YOUR TASK: Copy out every line of the records below word for word, leaving out the pictures.

RECORDS SUPPLIED:
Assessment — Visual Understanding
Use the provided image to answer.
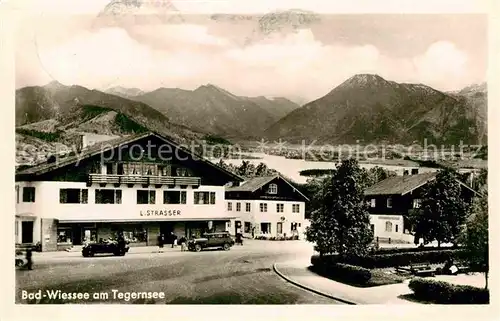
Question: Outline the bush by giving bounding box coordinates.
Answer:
[313,263,372,285]
[311,249,465,269]
[408,278,490,304]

RESULT FOR THIS EXERCISE:
Assessment — Visual Understanding
Use the provided image to answer.
Question: Outline the bush by giving bounding box coordinates.
Answer:
[313,263,372,285]
[311,249,465,269]
[408,278,490,304]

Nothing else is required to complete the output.